Task instructions –
(1) Can you print the James Tenney forum thread word for word, starting at "http://en.wikipedia.org/wiki/James_Tenney" and ending at "albums you'd recommend?"?
(2) How would the James Tenney forum thread go on from its last line? Write the continuation.

Reading text –
——

# James Tenney



## Albert7 (Nov 16, 2014)

Astonished that you have gotten zero props from anyone here yet. I will rectify that right now.

http://en.wikipedia.org/wiki/James_Tenney


----------



## Nereffid (Feb 6, 2013)

What works would be a good introduction to Tenney's music? Are there any albums you'd recommend?


----------



## Albert7 (Nov 16, 2014)

Let start off gently here in fact with earlier works of Tenney from this album.









This is a good start and anthology for his works because later on it gets progressively harder from there.

http://www.amazon.com/Selected-Works-1961-1969-James-Tenney/dp/B00008NGH9/ref=sr_1_1?ie=UTF8&qid=1426197819&sr=8-1&keywords=james+tenney


----------



## Nereffid (Feb 6, 2013)

——

Provided material –
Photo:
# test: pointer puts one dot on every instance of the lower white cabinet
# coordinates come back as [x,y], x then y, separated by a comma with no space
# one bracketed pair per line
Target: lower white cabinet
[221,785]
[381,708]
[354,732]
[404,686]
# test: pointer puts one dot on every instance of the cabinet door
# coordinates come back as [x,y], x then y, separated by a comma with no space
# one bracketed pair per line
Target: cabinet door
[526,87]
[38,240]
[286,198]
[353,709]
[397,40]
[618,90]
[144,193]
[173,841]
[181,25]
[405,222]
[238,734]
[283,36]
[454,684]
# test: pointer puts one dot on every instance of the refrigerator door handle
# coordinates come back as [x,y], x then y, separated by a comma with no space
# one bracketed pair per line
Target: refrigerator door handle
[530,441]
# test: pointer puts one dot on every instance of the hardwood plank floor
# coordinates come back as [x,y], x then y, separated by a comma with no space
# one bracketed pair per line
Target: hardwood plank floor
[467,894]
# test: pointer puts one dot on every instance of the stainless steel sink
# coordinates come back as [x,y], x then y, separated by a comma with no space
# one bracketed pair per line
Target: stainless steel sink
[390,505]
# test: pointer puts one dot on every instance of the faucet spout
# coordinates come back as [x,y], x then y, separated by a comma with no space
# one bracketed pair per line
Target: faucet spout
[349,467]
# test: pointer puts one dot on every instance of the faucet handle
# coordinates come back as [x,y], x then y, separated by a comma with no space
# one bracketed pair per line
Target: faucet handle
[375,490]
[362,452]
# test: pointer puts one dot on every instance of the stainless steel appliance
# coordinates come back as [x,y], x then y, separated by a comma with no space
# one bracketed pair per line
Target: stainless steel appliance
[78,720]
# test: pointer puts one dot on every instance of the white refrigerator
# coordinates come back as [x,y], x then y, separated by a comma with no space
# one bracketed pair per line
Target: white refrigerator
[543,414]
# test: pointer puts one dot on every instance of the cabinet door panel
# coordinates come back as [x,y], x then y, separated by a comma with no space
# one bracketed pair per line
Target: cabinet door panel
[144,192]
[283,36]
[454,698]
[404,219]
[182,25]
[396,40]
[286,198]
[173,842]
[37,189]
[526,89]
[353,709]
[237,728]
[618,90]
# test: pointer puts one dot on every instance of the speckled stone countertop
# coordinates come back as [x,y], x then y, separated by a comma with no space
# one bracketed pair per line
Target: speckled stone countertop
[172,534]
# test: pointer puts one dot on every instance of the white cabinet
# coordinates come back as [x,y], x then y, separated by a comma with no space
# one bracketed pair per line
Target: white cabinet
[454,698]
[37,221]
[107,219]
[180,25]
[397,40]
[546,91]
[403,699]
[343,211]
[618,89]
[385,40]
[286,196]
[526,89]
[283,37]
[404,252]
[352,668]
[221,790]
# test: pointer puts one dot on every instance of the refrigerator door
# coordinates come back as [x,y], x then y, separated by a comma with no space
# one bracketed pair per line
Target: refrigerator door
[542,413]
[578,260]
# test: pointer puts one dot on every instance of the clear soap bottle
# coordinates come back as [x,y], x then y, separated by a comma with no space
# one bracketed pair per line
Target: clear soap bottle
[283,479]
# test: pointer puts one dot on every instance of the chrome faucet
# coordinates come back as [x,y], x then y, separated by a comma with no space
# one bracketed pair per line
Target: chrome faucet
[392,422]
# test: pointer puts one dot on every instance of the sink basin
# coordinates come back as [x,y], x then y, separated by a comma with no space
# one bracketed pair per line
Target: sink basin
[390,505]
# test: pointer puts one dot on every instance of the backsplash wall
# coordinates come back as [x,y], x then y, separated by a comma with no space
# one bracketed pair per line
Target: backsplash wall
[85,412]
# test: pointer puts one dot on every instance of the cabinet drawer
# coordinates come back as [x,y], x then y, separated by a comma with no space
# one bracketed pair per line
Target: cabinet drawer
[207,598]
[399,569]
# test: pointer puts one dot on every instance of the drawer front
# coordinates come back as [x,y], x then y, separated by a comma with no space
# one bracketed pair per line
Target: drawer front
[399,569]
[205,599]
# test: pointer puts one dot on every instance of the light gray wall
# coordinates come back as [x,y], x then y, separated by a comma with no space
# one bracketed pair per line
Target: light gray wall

——

Outputs in order –
(1)
http://en.wikipedia.org/wiki/James_Tenney


----------



## Nereffid (Feb 6, 2013)

What works would be a good introduction to Tenney's music? Are there any albums you'd recommend?

(2)
Hmm, I have to admit the samples on that album did nothing for me, but then electronic music doesn't usually float my boat.

Much more interesting to me - and, by and large, _gentler_  - were the minimalist Postal Pieces, which were mostly written in 1971.

http://www.newworldrecords.org/album.cgi?rm=view&album_id=80612


----------



## Albert7 (Nov 16, 2014)

Thanks for the recommendation. I haven't heard that album yet but I will definitely check it out for sure.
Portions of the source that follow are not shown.